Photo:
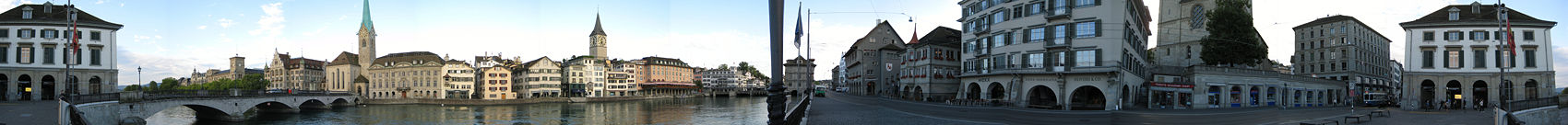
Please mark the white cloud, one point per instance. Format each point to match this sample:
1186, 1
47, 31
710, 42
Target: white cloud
224, 22
271, 22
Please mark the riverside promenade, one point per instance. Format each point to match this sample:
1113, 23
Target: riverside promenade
842, 108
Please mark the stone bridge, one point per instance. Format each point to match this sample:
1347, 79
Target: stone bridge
137, 107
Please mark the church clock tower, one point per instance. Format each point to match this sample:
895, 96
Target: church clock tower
367, 41
596, 42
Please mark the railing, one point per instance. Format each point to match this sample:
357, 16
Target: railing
138, 96
795, 114
93, 97
1521, 105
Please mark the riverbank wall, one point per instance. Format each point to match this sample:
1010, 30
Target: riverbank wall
510, 102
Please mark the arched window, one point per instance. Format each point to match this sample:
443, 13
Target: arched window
1196, 17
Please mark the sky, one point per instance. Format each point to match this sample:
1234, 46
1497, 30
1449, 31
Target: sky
1274, 19
172, 38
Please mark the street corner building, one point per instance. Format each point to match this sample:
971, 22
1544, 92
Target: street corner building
302, 74
36, 53
1054, 53
1344, 49
932, 66
1462, 55
405, 75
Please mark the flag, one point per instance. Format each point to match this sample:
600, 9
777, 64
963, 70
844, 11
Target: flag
797, 28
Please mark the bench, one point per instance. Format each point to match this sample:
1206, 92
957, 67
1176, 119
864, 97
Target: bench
1357, 116
1380, 111
1321, 122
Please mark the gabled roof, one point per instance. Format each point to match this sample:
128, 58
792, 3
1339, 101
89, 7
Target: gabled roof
345, 58
365, 20
940, 36
596, 28
1476, 15
540, 62
1330, 19
52, 15
425, 57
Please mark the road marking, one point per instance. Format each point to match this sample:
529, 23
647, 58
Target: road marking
918, 114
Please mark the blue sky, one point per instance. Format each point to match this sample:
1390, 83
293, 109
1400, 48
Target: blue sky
172, 38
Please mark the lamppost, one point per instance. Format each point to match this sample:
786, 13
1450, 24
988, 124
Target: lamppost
138, 75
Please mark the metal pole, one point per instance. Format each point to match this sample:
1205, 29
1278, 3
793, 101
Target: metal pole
777, 46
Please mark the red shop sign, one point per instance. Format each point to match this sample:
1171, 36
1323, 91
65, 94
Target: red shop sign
1169, 85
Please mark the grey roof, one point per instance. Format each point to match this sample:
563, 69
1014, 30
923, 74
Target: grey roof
596, 28
1478, 15
345, 58
52, 15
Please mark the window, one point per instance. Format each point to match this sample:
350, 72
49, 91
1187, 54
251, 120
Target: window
999, 62
1454, 15
1061, 62
1061, 35
998, 17
27, 13
1529, 58
1035, 60
1454, 58
49, 55
1086, 30
1059, 6
1480, 58
1426, 58
1035, 8
96, 36
1196, 17
1035, 35
1453, 36
1529, 35
1087, 58
51, 33
1504, 58
1087, 4
1478, 35
24, 33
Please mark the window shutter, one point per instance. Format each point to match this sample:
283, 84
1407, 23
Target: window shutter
1098, 27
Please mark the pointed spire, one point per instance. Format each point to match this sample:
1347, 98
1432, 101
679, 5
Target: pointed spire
365, 20
596, 28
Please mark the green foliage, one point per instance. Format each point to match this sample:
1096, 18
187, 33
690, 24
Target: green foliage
1233, 40
248, 82
134, 88
747, 67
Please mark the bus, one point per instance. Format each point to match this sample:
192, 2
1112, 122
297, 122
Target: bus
1374, 98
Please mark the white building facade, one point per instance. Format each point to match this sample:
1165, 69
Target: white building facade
1457, 53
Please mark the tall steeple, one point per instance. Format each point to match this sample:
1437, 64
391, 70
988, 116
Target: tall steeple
596, 27
367, 40
596, 41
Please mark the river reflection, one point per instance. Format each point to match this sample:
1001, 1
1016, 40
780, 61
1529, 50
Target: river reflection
663, 111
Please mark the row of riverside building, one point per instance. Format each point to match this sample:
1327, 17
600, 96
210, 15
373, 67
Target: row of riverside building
488, 77
1093, 55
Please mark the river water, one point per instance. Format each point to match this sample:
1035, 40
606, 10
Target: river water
660, 111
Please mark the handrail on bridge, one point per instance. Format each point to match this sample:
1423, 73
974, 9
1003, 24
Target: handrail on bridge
138, 96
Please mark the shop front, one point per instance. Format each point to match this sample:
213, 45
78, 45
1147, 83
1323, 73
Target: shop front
1170, 96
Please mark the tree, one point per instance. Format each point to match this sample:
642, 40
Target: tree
151, 86
134, 88
170, 83
1233, 40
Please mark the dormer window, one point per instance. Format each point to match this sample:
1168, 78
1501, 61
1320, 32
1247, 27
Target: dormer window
1454, 13
27, 13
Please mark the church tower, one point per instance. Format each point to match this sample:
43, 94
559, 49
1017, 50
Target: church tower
367, 40
596, 42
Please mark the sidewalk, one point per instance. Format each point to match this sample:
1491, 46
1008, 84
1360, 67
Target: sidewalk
30, 113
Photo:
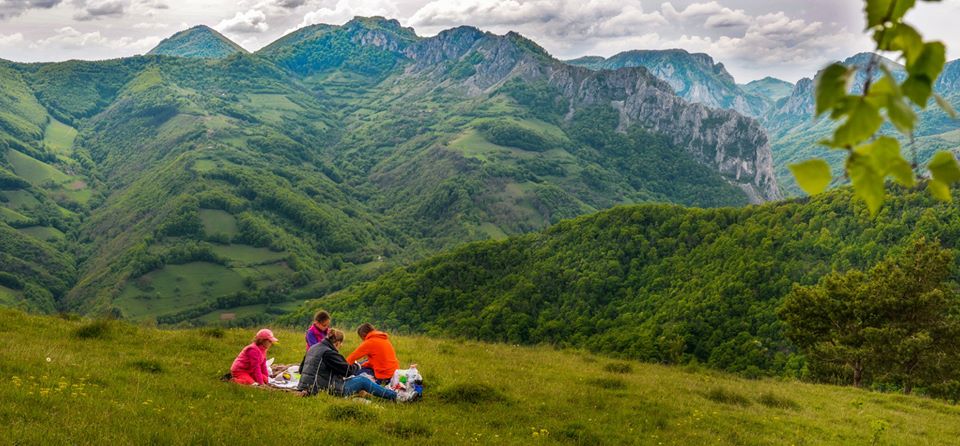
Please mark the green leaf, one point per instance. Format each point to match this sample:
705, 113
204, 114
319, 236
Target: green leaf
918, 89
944, 167
813, 176
878, 10
900, 37
887, 160
831, 86
945, 106
939, 191
867, 182
863, 121
901, 114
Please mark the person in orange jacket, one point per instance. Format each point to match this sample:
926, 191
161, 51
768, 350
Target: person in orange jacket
376, 347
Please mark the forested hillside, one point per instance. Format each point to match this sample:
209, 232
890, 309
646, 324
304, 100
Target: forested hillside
795, 133
166, 188
656, 282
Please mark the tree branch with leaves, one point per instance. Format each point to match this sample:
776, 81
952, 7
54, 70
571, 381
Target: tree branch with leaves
872, 158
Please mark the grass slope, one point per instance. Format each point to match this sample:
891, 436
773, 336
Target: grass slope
82, 382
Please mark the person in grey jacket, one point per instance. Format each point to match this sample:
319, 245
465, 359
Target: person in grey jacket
324, 369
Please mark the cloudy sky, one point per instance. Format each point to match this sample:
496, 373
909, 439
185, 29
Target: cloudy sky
788, 39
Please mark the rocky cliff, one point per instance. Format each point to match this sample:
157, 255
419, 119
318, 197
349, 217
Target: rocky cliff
734, 145
693, 76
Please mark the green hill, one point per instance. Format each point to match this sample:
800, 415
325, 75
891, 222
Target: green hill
330, 156
95, 382
199, 42
653, 282
795, 133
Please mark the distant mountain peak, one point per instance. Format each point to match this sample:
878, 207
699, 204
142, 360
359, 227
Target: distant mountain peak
695, 77
200, 41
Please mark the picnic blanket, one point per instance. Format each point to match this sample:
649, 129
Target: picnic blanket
284, 376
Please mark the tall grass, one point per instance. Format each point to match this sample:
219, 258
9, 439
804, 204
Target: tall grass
119, 384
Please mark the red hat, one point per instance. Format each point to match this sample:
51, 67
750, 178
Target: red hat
266, 334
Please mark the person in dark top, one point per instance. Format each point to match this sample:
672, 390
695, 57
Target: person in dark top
324, 369
318, 329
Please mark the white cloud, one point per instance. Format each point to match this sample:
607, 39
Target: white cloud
290, 4
711, 14
344, 10
98, 9
252, 21
12, 39
13, 8
556, 19
72, 39
151, 25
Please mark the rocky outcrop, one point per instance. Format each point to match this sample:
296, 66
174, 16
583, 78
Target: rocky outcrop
477, 63
734, 145
693, 76
197, 42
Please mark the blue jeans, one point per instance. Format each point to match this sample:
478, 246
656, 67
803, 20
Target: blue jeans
358, 383
373, 376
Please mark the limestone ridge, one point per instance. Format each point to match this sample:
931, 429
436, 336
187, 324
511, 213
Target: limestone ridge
734, 145
693, 76
798, 107
197, 42
769, 87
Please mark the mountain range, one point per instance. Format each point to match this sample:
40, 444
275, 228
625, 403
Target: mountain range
785, 110
201, 177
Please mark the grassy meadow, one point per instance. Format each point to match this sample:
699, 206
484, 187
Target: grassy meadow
84, 382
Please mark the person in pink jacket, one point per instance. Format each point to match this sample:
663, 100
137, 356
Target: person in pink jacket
250, 367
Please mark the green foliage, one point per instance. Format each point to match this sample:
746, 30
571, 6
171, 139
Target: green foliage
470, 393
727, 396
618, 367
813, 175
608, 383
95, 408
407, 429
772, 400
349, 412
509, 133
870, 163
897, 324
656, 283
99, 329
147, 366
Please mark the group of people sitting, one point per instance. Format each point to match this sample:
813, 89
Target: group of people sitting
324, 369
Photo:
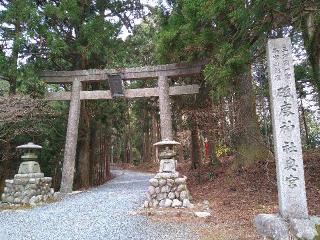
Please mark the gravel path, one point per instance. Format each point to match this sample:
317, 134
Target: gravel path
100, 213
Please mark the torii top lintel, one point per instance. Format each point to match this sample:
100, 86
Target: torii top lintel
147, 72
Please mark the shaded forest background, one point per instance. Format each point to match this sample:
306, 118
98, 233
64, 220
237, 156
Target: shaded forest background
231, 113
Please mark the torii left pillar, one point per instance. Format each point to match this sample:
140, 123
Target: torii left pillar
71, 139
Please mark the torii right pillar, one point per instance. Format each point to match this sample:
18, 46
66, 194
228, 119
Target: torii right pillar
293, 221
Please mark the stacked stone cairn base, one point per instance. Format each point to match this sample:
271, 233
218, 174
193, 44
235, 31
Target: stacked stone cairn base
27, 189
168, 190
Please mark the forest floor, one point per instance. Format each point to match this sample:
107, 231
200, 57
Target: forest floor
236, 197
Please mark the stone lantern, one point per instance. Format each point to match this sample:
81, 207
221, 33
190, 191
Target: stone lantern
29, 186
29, 159
167, 155
168, 189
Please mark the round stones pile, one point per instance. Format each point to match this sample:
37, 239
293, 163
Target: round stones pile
29, 188
168, 191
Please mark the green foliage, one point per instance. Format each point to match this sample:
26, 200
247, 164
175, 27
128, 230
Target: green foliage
222, 150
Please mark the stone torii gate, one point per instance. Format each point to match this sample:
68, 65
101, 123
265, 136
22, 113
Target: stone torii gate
115, 78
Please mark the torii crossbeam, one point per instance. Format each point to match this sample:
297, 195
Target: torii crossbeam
163, 91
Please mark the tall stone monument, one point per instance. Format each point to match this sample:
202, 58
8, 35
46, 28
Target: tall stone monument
293, 219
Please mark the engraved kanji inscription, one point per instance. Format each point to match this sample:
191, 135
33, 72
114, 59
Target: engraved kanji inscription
286, 109
276, 53
287, 126
284, 92
292, 181
289, 147
291, 164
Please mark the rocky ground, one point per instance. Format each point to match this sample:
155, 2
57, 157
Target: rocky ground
100, 213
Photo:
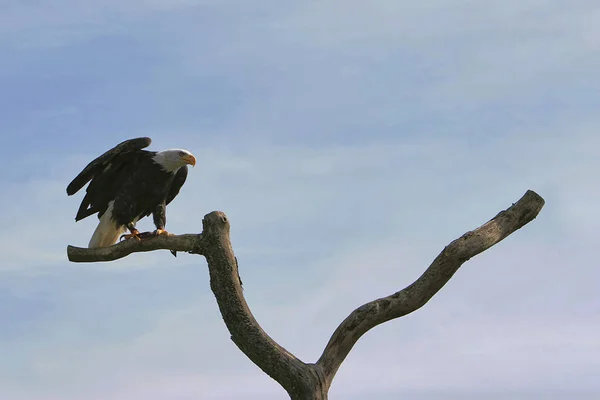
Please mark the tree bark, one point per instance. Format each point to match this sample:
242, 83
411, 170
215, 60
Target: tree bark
307, 381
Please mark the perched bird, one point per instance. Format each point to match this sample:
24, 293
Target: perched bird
127, 184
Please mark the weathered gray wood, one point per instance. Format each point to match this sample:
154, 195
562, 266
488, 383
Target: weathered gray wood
417, 294
301, 380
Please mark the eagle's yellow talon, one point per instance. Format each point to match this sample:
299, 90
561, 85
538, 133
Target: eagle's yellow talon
135, 234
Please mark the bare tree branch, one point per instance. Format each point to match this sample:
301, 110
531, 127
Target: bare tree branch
187, 243
305, 381
427, 285
299, 379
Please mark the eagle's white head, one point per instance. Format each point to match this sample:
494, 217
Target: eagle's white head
173, 159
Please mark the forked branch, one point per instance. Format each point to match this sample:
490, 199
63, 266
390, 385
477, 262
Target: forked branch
302, 380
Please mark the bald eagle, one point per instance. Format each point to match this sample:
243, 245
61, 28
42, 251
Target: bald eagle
127, 184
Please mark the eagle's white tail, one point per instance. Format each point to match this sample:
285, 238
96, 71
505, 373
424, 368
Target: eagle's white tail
107, 232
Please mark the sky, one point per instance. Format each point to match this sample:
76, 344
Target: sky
348, 142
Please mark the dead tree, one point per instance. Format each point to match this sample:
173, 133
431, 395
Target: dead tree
311, 381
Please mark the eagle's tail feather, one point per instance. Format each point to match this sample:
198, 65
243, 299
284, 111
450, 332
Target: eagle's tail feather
107, 232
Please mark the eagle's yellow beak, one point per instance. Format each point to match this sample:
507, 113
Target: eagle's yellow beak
190, 159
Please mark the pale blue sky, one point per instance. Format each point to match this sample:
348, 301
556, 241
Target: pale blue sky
348, 142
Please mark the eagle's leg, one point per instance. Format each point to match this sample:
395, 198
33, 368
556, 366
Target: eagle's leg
135, 234
160, 220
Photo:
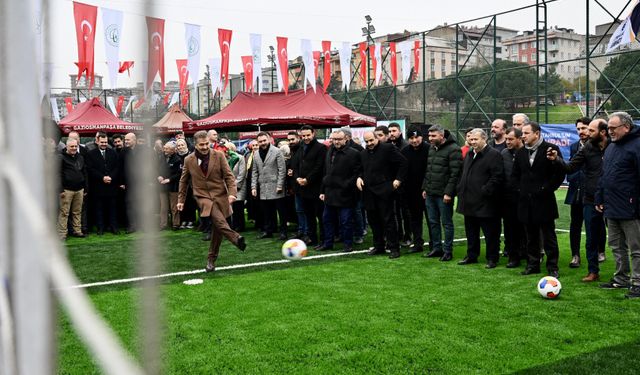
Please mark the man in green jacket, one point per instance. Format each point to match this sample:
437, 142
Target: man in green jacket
444, 164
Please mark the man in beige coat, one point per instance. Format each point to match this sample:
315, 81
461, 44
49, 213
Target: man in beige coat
214, 187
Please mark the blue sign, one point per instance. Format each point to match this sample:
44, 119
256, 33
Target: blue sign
561, 135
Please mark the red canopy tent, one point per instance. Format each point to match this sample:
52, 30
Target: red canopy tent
279, 111
172, 121
91, 116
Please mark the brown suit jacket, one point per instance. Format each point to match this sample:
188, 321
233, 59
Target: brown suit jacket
211, 190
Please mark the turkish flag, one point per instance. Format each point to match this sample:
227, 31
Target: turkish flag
224, 39
316, 63
374, 62
69, 103
125, 65
393, 63
326, 52
363, 62
283, 60
247, 65
416, 57
155, 29
185, 98
119, 104
183, 73
85, 17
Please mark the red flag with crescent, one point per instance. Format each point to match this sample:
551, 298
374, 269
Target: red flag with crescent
85, 16
183, 73
374, 62
393, 63
69, 103
416, 57
185, 98
224, 39
155, 29
283, 60
247, 66
363, 62
326, 53
125, 65
316, 63
119, 104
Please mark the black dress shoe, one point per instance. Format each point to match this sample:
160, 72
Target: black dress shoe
530, 271
242, 244
467, 260
376, 252
434, 254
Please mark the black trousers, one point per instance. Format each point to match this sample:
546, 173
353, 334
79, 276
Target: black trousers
491, 228
313, 210
269, 208
575, 228
383, 224
548, 231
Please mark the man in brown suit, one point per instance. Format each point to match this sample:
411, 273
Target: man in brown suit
214, 187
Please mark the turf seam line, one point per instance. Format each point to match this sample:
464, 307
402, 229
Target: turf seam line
231, 267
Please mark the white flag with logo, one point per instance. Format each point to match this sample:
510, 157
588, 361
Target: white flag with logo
307, 60
112, 21
256, 52
112, 105
345, 64
54, 109
214, 74
131, 99
378, 57
405, 51
192, 40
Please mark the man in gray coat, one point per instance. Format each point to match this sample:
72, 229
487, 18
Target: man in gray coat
267, 177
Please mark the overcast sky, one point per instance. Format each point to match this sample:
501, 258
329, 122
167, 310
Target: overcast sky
335, 20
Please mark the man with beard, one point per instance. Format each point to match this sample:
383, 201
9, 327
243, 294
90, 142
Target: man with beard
479, 198
438, 189
589, 160
537, 179
575, 193
268, 175
498, 127
294, 144
416, 154
338, 191
618, 196
214, 187
307, 171
515, 237
383, 170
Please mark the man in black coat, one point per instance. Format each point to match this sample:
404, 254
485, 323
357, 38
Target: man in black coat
338, 191
537, 178
307, 171
383, 171
479, 197
103, 168
416, 154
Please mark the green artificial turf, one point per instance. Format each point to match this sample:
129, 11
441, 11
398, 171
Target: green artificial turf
358, 315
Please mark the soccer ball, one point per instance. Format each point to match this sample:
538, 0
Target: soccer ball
294, 249
549, 287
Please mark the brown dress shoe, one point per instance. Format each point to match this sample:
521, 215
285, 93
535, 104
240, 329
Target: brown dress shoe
591, 277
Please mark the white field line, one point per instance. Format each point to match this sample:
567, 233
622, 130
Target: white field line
232, 267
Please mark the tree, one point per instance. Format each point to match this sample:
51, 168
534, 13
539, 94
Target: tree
614, 73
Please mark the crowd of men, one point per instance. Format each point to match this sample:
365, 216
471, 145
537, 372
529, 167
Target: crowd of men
334, 191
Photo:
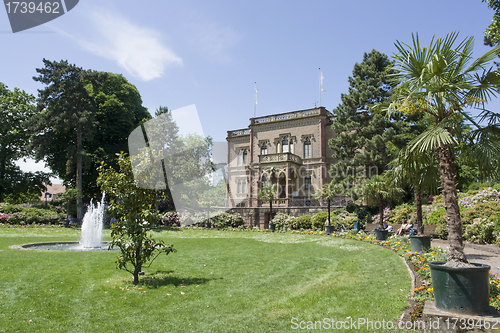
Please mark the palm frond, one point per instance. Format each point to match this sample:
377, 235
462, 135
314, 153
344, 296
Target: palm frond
431, 139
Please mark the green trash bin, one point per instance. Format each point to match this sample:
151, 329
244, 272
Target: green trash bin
462, 290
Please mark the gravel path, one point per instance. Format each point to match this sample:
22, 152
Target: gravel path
483, 254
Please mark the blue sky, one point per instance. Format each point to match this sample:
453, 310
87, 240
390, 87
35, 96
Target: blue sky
210, 53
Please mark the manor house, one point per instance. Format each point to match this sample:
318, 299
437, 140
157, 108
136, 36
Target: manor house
289, 149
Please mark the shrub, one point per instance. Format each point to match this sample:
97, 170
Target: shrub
481, 231
285, 222
304, 222
477, 186
319, 219
3, 218
9, 208
189, 218
387, 215
227, 220
438, 217
363, 213
34, 216
483, 196
480, 210
402, 213
170, 219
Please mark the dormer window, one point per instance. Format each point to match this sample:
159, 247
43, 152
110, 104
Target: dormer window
263, 149
307, 148
285, 146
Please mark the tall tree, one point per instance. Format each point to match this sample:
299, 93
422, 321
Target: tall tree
492, 33
328, 192
132, 231
379, 189
84, 117
65, 105
16, 108
366, 141
443, 81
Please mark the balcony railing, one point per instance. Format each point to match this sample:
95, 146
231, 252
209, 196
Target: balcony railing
280, 157
295, 202
286, 116
245, 131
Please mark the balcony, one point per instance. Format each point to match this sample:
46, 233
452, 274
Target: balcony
280, 157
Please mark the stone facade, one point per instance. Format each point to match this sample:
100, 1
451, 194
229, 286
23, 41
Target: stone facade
289, 149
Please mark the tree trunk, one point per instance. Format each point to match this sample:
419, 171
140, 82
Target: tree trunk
79, 201
381, 211
417, 191
270, 210
447, 173
2, 178
138, 264
329, 223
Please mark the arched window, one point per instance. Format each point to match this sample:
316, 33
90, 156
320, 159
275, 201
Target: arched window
307, 148
285, 145
263, 149
245, 157
307, 182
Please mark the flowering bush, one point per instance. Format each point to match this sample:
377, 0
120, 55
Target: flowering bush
171, 219
485, 195
481, 231
227, 220
387, 212
319, 220
480, 210
34, 216
285, 222
3, 218
189, 218
304, 222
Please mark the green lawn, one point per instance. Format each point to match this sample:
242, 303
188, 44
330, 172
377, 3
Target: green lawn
216, 282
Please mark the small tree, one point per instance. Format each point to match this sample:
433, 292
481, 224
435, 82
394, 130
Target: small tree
419, 171
269, 193
328, 192
380, 188
134, 208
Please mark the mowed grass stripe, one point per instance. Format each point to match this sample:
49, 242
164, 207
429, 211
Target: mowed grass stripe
216, 282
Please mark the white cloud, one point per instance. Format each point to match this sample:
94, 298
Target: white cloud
212, 39
29, 165
138, 50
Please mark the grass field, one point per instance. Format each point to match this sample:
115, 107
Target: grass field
218, 281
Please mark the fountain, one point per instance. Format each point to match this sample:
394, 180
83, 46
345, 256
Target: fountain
91, 236
92, 225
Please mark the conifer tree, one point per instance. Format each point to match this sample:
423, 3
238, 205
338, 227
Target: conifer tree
365, 141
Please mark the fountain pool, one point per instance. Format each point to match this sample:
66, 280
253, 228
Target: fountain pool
91, 236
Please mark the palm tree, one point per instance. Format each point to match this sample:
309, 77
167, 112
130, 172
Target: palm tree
442, 81
328, 192
380, 188
269, 193
418, 170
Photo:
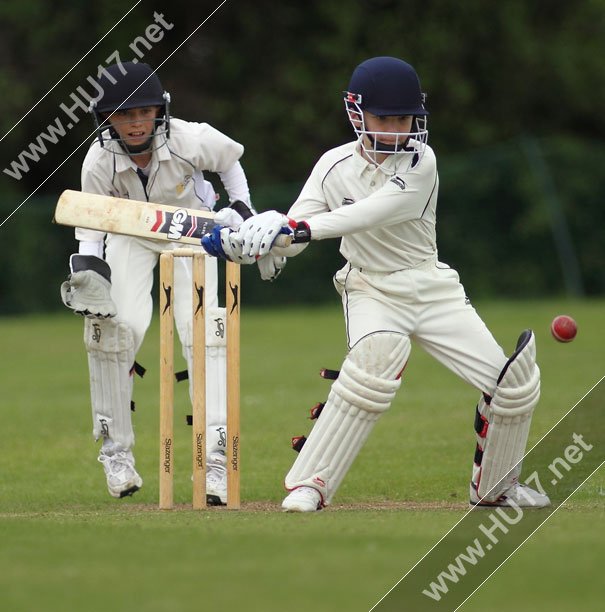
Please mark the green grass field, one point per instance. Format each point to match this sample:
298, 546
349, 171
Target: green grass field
65, 544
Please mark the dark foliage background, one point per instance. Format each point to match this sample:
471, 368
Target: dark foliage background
514, 91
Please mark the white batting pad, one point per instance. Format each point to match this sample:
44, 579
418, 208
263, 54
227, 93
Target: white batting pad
110, 348
364, 389
508, 416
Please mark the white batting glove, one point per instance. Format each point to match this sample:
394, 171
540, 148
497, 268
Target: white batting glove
232, 247
270, 266
257, 234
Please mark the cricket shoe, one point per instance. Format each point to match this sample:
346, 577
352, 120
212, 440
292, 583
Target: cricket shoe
517, 496
216, 479
303, 499
122, 478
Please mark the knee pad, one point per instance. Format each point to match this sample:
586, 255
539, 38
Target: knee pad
110, 348
363, 391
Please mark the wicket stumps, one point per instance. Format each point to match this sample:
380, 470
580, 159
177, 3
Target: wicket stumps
232, 305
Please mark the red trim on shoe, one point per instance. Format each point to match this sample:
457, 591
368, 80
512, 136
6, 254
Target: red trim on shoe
322, 502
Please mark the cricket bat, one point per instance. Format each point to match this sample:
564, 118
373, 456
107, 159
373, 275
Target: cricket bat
135, 218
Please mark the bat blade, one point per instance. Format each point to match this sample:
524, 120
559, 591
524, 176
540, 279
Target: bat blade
132, 217
136, 218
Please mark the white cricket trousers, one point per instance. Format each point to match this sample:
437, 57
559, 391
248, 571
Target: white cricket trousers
428, 305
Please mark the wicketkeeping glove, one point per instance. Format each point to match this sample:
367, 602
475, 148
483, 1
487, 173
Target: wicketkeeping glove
87, 290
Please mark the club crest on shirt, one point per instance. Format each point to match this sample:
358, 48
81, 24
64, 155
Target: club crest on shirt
399, 182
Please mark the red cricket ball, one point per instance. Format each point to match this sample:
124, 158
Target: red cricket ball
563, 328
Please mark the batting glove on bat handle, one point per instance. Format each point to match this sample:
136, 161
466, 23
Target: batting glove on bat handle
301, 232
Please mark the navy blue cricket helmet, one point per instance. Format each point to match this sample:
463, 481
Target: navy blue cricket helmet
387, 86
129, 85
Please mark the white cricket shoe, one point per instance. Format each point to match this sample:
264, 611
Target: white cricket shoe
518, 495
302, 499
122, 478
216, 479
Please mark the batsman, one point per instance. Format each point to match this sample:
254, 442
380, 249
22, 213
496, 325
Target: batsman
142, 153
378, 194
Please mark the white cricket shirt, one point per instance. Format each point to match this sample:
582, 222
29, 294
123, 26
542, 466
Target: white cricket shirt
386, 217
175, 175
------------------------------------
EXERCISE REQUIREMENTS
Set down, exactly as they stand above, the lines starting with the line with "Target: cricket shoe" and going on through the line with "Please mark the wicketkeeping", and no others.

ANSWER TO THIS EXERCISE
Target: cricket shoe
517, 496
216, 479
303, 499
122, 478
Please mark the knee pad, one point per instance. Format each point to match this sample:
586, 255
539, 38
Target: knee pad
110, 348
363, 391
Please mark the wicket stumps, one point per instance. Format each point to match this sample:
380, 470
580, 159
177, 3
Target: wicket stumps
232, 305
Please mark the red trim on shoe, one point per instance. Format each point to match this sample:
457, 591
368, 80
512, 136
6, 254
Target: red trim on shoe
322, 502
Please mark the cricket bat, one point per instance. Format each point to match this sample:
564, 118
373, 456
107, 159
373, 275
Target: cricket bat
135, 218
Please mark the bat blade, one point per instance. Format each point to match this sample:
524, 120
559, 591
524, 176
540, 279
Target: bat blade
132, 217
136, 218
Please mark the white cricket trousers, one point per instance. Format each point to match this sample:
437, 57
559, 391
248, 571
Target: white cricket trousers
428, 305
Please mark the wicketkeeping glove, one point per instance. Format each point to match this sample:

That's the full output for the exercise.